> Passage
::::::::
IMF chief urges aggressive fight against soaring inflation

International Monetary Fund Managing Director Kristalina Georgieva speaks during the 2022 annual meeting of the IMF and the World Bank Group in Washington, Wednesday, October 12, 2022. The managing director of the International Monetary Fund urged global policymakers, Thursday, October 13, to stop inflation from becoming “a runaway train″ at a time of extraordinary economic turmoil. (AP Photo/Andrew Harnik, File
International Monetary Fund Managing Director Kristalina Georgieva speaks during the 2022 annual meeting of the IMF and the World Bank Group in Washington, Wednesday, October 12, 2022. The managing director of the International Monetary Fund urged global policymakers, Thursday, October 13, to stop inflation from becoming “a runaway train″ at a time of extraordinary economic turmoil. (AP Photo/Andrew Harnik, File

WASHINGTON (AP) — Warning that inflation threatens to become “a runaway train,” the managing director of the International Monetary Fund urged policymakers to keep up the fight against rising prices even if it means more pain at a time of extraordinary economic turmoil.
::::::::
> Required actions
[A] Write out the part of the inflation article from "WASHINGTON (AP) —" to "pain at a time of extraordinary economic turmoil.".
[B] Answer these questions using the inflation article:
(i) On what date did Kristalina Georgieva speak at the 2022 annual meeting of the IMF and the World Bank Group?
(ii) Who is credited with the photo?
(iii) What does the IMF managing director warn that inflation threatens to become?
The records play no part in the work on the inflation article.
::::::::
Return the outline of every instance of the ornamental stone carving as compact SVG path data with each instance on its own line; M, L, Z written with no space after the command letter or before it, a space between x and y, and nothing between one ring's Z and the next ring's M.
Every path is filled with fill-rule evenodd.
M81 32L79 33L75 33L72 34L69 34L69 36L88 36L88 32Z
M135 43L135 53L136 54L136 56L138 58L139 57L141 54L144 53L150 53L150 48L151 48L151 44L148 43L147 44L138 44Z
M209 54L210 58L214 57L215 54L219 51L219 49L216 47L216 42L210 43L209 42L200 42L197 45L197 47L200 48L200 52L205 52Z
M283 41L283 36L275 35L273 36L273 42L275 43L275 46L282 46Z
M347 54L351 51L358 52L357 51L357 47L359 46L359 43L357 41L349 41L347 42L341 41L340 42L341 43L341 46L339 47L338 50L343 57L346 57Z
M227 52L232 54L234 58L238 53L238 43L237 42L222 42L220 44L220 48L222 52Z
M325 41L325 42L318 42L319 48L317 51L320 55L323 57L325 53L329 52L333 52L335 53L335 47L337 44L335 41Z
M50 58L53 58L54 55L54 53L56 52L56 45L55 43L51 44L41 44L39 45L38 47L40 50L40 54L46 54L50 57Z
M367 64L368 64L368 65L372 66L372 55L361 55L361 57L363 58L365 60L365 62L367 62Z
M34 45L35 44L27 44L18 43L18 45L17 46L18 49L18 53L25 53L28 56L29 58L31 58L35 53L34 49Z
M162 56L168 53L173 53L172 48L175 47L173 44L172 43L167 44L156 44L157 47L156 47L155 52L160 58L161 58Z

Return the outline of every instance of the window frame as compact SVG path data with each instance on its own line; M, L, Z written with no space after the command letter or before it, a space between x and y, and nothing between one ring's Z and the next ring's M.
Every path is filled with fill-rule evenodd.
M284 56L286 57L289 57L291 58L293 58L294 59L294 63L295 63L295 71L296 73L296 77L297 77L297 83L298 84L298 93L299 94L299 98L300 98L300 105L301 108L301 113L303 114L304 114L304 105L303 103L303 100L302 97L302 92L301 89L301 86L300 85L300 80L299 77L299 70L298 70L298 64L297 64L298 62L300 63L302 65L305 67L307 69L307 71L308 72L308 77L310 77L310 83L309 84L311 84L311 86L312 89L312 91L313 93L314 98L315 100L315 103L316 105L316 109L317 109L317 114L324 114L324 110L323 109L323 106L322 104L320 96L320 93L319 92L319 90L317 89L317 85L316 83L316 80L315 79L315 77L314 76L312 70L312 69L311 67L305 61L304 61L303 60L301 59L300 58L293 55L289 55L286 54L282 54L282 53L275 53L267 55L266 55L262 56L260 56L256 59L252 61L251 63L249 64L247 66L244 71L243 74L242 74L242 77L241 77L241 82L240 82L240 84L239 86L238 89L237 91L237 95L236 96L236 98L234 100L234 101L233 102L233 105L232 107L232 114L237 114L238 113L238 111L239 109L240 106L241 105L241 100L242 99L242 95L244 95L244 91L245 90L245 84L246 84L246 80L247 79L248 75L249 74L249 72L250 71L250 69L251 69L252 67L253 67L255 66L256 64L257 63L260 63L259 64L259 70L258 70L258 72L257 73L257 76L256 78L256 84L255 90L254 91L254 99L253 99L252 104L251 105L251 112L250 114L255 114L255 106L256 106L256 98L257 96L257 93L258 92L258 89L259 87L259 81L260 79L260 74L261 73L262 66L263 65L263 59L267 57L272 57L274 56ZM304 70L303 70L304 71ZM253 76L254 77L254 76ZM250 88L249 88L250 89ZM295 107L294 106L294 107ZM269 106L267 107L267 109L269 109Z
::::::::
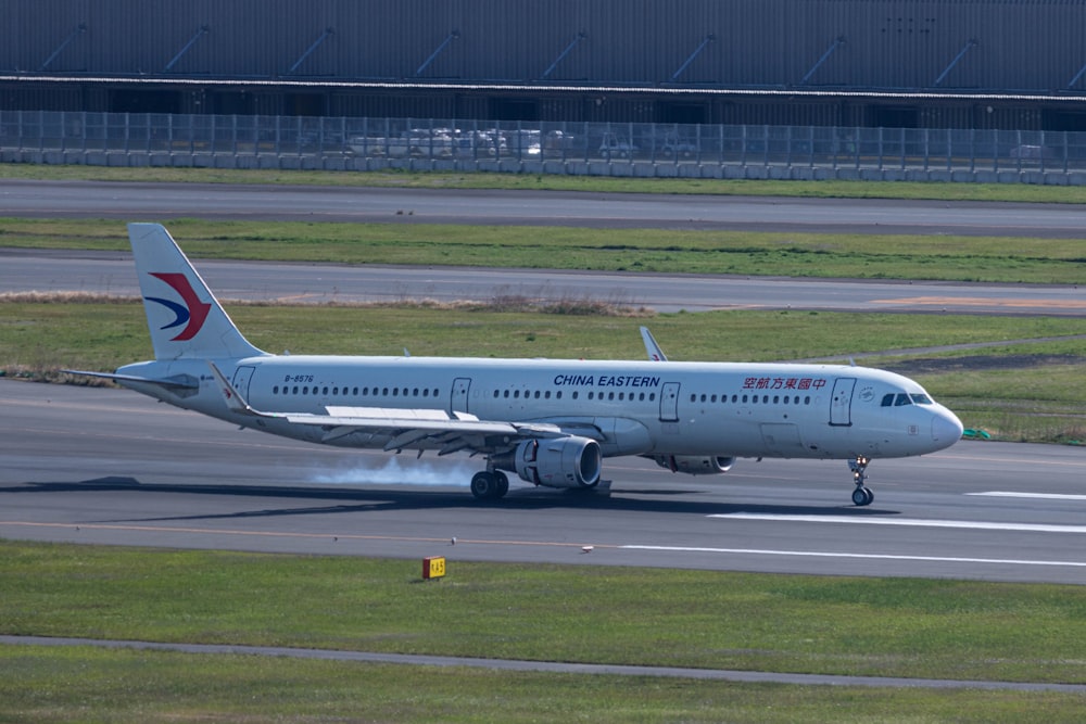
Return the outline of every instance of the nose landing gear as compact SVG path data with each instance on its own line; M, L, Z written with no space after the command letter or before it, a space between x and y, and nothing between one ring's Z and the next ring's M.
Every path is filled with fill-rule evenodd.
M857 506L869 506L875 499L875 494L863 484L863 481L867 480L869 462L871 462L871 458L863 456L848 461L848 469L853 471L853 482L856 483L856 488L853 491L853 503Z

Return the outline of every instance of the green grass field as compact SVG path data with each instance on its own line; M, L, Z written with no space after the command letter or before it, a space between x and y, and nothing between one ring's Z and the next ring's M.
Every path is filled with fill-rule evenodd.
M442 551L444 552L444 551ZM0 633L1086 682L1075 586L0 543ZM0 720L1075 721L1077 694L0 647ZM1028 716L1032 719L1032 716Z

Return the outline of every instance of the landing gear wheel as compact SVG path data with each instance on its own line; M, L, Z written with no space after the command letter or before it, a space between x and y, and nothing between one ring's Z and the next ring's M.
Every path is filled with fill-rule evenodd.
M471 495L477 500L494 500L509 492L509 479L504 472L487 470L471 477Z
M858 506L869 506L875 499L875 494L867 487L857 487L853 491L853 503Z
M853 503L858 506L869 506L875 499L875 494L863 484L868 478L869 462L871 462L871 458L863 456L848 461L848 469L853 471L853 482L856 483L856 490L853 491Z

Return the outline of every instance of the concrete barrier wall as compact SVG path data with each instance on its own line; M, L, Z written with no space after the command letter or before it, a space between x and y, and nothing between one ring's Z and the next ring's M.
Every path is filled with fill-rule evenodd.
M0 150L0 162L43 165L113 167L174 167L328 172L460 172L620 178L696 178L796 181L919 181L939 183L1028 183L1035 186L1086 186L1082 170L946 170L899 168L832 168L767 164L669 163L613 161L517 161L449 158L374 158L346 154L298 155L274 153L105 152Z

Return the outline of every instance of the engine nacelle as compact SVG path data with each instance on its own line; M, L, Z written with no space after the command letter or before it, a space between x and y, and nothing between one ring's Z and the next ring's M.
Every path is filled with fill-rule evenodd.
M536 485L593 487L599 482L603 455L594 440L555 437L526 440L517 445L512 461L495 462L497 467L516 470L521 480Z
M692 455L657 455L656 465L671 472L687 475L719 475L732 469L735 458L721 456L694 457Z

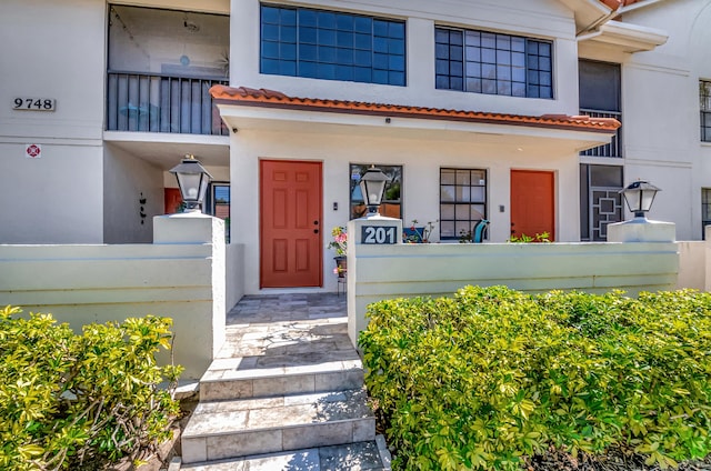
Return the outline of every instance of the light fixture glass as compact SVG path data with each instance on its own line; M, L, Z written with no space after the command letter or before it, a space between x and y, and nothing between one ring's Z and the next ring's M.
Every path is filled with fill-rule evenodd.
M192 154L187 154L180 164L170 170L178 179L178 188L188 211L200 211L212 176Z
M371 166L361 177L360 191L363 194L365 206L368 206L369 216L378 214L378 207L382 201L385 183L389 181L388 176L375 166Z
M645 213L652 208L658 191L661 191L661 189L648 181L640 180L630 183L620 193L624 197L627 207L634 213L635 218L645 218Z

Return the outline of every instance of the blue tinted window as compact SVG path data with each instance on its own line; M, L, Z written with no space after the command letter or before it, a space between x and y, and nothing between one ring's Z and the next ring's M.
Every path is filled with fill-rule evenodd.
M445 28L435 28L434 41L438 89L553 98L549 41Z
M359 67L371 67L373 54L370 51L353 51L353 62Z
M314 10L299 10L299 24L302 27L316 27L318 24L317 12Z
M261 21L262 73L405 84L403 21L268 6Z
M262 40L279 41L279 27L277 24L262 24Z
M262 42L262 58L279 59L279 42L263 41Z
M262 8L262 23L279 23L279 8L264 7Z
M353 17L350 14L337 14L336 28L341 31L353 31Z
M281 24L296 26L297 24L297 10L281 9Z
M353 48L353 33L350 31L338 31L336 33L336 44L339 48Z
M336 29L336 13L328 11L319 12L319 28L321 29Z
::::::::
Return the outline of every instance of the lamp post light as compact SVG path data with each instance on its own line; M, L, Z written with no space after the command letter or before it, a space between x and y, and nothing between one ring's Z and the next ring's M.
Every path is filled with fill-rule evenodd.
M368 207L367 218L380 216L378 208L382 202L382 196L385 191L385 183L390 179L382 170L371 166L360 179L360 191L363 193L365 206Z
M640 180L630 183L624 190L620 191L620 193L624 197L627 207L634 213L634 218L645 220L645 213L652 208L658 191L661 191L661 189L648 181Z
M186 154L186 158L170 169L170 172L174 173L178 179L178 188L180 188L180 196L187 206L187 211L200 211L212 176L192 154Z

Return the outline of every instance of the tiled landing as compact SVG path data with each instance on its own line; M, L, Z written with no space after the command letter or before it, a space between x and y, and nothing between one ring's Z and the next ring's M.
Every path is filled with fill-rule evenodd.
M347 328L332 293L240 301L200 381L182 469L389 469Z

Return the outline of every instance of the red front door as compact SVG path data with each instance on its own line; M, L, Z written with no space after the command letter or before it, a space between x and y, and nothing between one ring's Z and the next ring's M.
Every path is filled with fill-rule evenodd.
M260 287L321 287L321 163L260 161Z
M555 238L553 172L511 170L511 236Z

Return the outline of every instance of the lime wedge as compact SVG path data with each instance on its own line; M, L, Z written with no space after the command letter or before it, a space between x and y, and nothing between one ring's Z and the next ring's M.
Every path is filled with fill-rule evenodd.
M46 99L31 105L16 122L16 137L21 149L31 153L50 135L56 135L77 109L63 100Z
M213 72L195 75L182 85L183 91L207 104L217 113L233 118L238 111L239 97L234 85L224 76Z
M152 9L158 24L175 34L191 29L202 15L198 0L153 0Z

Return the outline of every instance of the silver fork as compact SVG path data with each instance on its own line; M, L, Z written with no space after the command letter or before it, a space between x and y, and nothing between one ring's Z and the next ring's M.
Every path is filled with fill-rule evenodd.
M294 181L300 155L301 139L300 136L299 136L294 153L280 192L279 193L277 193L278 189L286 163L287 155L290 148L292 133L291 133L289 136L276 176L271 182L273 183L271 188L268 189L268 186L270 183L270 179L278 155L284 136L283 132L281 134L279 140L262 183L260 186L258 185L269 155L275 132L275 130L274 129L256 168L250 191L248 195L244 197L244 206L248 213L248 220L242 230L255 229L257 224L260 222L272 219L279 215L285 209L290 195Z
::::::::
> Task results
[A]
WASHINGTON (AP) — Warning that inflation threatens to become “a runaway train,” the managing director of the International Monetary Fund urged policymakers to keep up the fight against rising prices even if it means more pain at a time of extraordinary economic turmoil.

[B]
(i) Wednesday, October 12, 2022
(ii) Andrew Harnik (AP Photo)
(iii) "a runaway train"